**Segmentation mask data:**
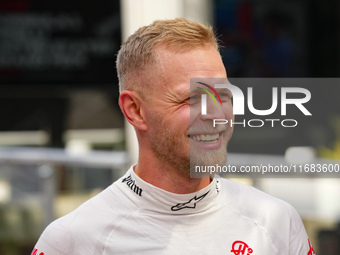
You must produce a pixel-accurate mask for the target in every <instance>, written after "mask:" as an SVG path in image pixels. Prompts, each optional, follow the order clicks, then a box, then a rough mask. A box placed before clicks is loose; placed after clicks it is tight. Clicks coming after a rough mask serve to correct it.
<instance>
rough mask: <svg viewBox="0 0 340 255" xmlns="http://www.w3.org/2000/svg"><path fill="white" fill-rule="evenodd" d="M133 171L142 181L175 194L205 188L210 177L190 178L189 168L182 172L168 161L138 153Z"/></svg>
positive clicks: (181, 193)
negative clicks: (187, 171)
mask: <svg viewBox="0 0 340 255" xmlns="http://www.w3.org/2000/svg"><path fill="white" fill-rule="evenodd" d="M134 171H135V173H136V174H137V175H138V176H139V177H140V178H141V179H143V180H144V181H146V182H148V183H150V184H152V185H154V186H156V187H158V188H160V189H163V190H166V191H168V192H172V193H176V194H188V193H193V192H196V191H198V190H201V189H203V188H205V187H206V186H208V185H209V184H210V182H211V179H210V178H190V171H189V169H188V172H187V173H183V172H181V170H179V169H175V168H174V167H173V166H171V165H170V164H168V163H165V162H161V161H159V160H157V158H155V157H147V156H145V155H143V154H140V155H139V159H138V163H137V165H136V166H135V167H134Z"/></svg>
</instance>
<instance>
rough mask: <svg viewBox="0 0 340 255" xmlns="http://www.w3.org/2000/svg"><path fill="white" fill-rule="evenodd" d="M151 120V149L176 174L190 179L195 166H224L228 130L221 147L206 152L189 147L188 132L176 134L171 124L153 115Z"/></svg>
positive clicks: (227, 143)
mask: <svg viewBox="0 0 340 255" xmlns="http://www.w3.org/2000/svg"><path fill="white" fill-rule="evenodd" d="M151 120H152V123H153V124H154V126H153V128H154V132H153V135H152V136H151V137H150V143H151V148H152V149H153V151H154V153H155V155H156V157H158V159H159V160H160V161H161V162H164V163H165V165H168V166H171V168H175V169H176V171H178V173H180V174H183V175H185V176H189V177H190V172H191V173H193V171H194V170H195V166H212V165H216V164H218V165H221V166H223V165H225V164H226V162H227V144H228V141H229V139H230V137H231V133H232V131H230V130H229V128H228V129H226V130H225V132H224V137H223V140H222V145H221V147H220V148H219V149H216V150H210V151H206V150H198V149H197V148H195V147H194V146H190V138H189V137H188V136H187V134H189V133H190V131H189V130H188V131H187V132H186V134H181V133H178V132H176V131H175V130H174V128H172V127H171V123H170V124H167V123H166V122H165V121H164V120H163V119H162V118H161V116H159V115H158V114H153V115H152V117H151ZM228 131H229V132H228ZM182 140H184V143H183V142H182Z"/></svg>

**What you have to do:**
Rewrite all of the material above, replacing every "rough mask" with "coarse mask" and changing nothing else. Omit the pictures from your answer.

**Answer space:**
You must produce a pixel-accurate mask for the target in every <instance>, written after "mask:" as an SVG path in image pixels. Prompts, each optional, follow the order clicks, then a box, then a coarse mask. A box placed before clicks is loose; placed after clicks it is tight. Clicks coming after a coarse mask serve to correct it.
<instance>
coarse mask: <svg viewBox="0 0 340 255" xmlns="http://www.w3.org/2000/svg"><path fill="white" fill-rule="evenodd" d="M133 171L142 181L175 194L205 188L210 177L190 178L189 168L182 172L168 161L138 153Z"/></svg>
positive clicks: (181, 193)
negative clicks: (187, 171)
mask: <svg viewBox="0 0 340 255" xmlns="http://www.w3.org/2000/svg"><path fill="white" fill-rule="evenodd" d="M134 171H135V173H136V174H137V175H138V176H139V177H140V178H141V179H143V180H144V181H146V182H148V183H150V184H152V185H154V186H156V187H158V188H160V189H163V190H166V191H168V192H172V193H176V194H188V193H193V192H196V191H198V190H201V189H203V188H205V187H206V186H208V185H209V184H210V182H211V179H210V178H190V171H189V169H188V172H187V173H183V172H181V170H179V169H175V168H174V167H173V166H171V165H170V164H168V163H165V162H161V161H159V160H157V158H155V157H147V156H145V155H143V154H140V155H139V159H138V163H137V165H136V166H135V167H134Z"/></svg>
</instance>
<instance>
coarse mask: <svg viewBox="0 0 340 255" xmlns="http://www.w3.org/2000/svg"><path fill="white" fill-rule="evenodd" d="M151 120V149L176 174L190 179L195 166H224L228 130L221 147L206 152L189 147L188 132L176 134L171 124L153 115Z"/></svg>
positive clicks: (227, 143)
mask: <svg viewBox="0 0 340 255" xmlns="http://www.w3.org/2000/svg"><path fill="white" fill-rule="evenodd" d="M151 120H152V123H153V124H154V126H153V128H154V132H153V135H152V136H151V137H150V143H151V148H152V149H153V151H154V153H155V155H156V157H158V159H159V160H160V161H161V162H164V163H165V165H168V166H171V168H175V169H176V171H178V173H180V174H183V175H185V176H189V177H190V172H191V173H193V171H194V170H195V166H212V165H216V164H218V165H221V166H223V165H225V164H226V162H227V144H228V141H229V139H230V137H231V133H232V131H230V130H229V128H228V129H226V130H225V132H224V137H223V140H222V145H221V147H220V148H219V149H216V150H210V151H206V150H198V149H197V148H195V147H194V146H190V138H189V137H188V136H187V134H189V133H190V131H189V130H188V131H187V132H186V134H181V133H178V132H176V131H175V130H174V128H172V127H171V123H170V124H167V123H166V122H165V121H164V120H163V119H162V118H161V116H159V115H158V114H153V115H152V117H151ZM228 131H229V132H228ZM182 140H184V143H183V142H182Z"/></svg>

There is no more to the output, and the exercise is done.